----- DATA PROVIDED -----
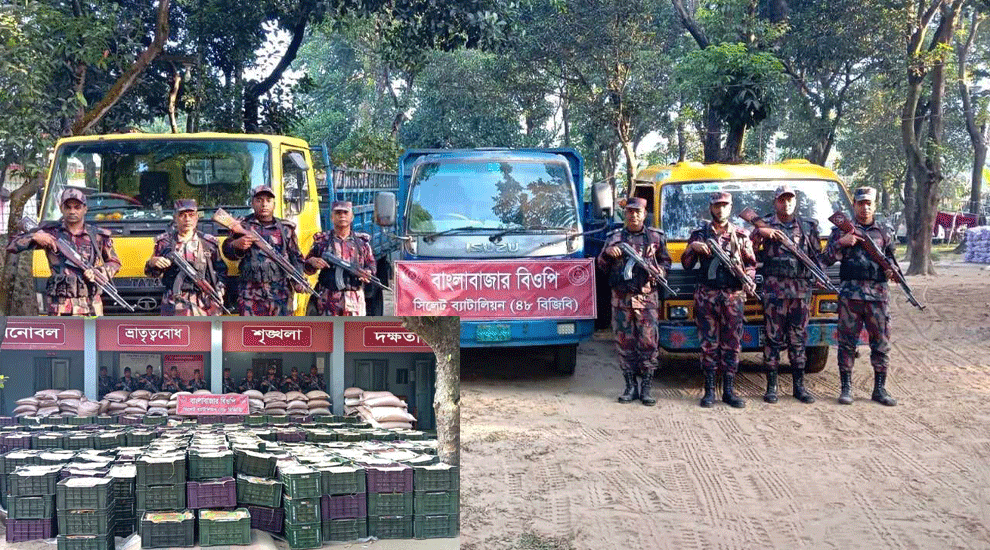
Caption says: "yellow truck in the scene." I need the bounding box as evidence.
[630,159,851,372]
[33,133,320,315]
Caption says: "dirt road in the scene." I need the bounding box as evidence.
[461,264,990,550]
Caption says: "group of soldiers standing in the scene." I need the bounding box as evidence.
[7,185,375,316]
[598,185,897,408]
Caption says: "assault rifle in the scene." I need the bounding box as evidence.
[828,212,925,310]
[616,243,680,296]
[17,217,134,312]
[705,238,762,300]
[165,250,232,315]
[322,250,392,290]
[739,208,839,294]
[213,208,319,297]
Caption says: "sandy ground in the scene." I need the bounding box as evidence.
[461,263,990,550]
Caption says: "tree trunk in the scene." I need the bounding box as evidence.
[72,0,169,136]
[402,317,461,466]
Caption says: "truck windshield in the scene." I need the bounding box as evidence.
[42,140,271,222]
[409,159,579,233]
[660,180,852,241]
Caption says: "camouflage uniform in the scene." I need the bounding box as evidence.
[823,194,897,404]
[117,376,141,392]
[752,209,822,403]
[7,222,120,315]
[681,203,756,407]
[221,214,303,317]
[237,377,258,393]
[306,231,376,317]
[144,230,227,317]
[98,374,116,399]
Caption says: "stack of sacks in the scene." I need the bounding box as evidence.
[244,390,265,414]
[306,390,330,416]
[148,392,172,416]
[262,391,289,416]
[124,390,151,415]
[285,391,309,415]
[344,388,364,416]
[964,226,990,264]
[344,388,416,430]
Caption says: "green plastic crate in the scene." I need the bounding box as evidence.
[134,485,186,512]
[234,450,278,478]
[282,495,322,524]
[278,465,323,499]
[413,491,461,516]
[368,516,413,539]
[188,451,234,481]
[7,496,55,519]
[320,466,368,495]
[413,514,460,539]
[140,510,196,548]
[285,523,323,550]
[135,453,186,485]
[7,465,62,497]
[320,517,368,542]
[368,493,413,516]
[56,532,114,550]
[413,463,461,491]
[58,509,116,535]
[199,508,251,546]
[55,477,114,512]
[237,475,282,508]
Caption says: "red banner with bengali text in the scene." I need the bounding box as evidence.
-----
----- DATA PROVIDED -----
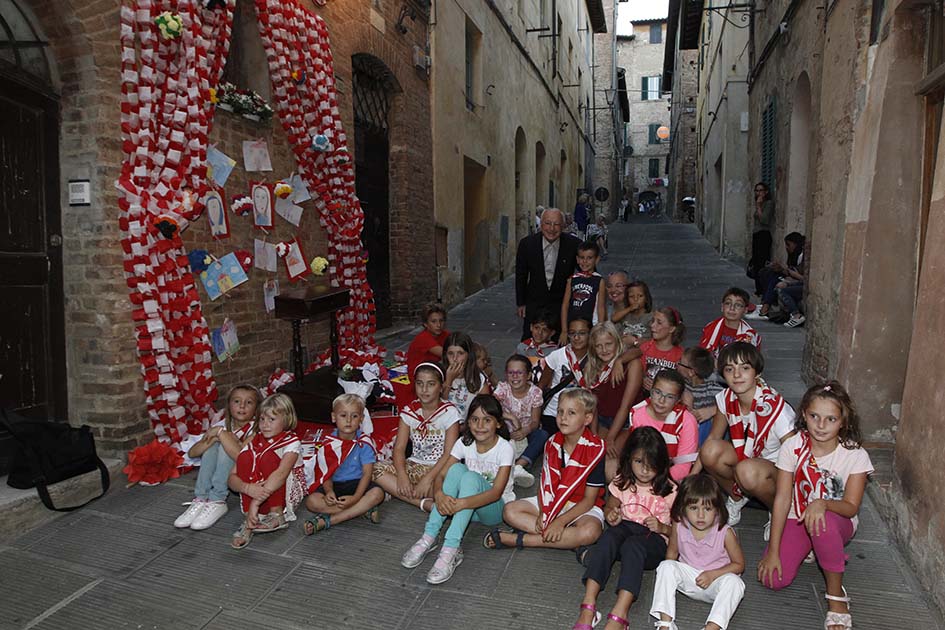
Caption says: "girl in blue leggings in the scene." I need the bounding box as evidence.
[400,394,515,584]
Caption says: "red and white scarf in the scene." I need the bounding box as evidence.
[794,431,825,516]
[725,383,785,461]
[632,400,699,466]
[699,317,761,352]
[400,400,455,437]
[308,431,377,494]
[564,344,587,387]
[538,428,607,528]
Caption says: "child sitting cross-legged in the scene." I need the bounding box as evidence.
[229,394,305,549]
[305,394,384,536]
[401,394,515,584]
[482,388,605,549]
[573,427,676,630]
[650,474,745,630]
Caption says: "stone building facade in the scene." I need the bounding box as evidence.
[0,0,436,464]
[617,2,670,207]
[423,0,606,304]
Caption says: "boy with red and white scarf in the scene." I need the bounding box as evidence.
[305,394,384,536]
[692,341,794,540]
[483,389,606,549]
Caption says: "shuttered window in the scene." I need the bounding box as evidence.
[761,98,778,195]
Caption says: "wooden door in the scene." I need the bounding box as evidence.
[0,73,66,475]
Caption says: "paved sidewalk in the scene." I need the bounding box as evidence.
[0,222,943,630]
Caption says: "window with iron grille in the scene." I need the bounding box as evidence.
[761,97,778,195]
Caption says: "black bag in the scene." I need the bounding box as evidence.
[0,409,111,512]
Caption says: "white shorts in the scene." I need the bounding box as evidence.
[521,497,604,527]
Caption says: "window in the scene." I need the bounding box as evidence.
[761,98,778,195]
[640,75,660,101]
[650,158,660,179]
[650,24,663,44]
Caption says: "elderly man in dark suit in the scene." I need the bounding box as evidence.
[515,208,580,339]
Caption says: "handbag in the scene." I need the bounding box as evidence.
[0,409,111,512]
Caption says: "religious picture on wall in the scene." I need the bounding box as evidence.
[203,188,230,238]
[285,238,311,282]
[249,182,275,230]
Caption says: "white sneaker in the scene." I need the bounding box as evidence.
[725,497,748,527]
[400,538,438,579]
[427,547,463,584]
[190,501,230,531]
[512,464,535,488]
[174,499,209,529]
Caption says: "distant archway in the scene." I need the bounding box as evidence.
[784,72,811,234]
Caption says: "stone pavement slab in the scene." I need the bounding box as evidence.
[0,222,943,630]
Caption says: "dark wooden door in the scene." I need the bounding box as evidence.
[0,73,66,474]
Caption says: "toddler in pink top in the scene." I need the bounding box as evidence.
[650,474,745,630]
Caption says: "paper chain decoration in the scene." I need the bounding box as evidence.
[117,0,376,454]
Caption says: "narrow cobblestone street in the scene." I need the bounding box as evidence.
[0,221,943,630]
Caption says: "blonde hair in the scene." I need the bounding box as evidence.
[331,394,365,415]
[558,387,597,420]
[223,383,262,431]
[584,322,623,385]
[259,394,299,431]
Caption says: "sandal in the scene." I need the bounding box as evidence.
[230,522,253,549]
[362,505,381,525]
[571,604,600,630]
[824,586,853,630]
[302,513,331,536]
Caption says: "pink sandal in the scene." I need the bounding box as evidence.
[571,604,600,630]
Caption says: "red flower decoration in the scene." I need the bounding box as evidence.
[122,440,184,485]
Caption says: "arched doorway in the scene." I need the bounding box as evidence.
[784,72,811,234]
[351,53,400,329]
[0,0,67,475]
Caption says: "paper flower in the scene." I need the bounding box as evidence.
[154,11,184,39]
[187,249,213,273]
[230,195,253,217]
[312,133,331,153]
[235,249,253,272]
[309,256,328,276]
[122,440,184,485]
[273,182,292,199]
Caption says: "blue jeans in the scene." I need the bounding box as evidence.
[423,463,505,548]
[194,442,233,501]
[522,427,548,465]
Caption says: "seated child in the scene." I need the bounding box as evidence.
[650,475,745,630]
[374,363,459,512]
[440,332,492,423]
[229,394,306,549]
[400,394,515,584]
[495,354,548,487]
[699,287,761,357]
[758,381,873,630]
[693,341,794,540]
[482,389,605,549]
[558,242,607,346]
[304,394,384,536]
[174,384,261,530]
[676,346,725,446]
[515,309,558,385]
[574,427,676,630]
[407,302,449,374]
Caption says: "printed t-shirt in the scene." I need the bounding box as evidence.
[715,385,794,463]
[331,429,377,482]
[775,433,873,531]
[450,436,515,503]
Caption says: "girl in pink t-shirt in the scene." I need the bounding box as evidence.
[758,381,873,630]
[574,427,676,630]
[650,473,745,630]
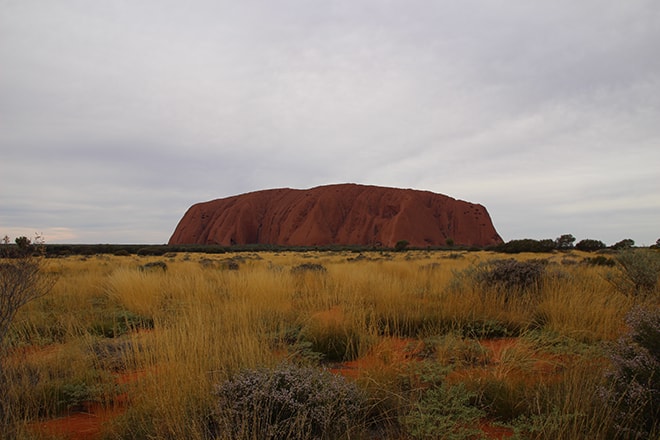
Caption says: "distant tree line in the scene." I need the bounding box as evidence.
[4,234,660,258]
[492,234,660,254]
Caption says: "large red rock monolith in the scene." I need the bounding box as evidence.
-----
**TASK OBJECTIVE**. Return the lines starting at the one containing "truck in the" and ending at the one containing "[660,180,852,241]", unchanged and including both ends.

**EXERCISE OUTPUT**.
Caption says: "yellow truck in the scene." I need the bounding box as evidence.
[630,159,851,372]
[33,133,320,315]
Caption says: "dirt road in the scene." I need the bounding box as evidence.
[461,264,990,550]
Caption says: "group of soldiers standing in the scene." I need the bounding box as evidence.
[7,185,375,316]
[598,185,897,408]
Caption says: "assault rifle in the scene." I need the bounding box as evidence.
[828,212,925,310]
[616,243,680,296]
[17,217,134,312]
[705,238,762,300]
[165,250,232,315]
[322,250,392,290]
[739,208,839,294]
[213,208,319,297]
Caption says: "sandy ground in the scene." I need the bounding box as evidence.
[461,263,990,550]
Caption says: "tree trunk in the scene." I need the bounding box as evidence.
[72,0,169,136]
[402,317,461,466]
Caption says: "truck windshield in the scene." I need the bounding box as evidence.
[42,140,271,222]
[409,159,579,233]
[660,180,852,241]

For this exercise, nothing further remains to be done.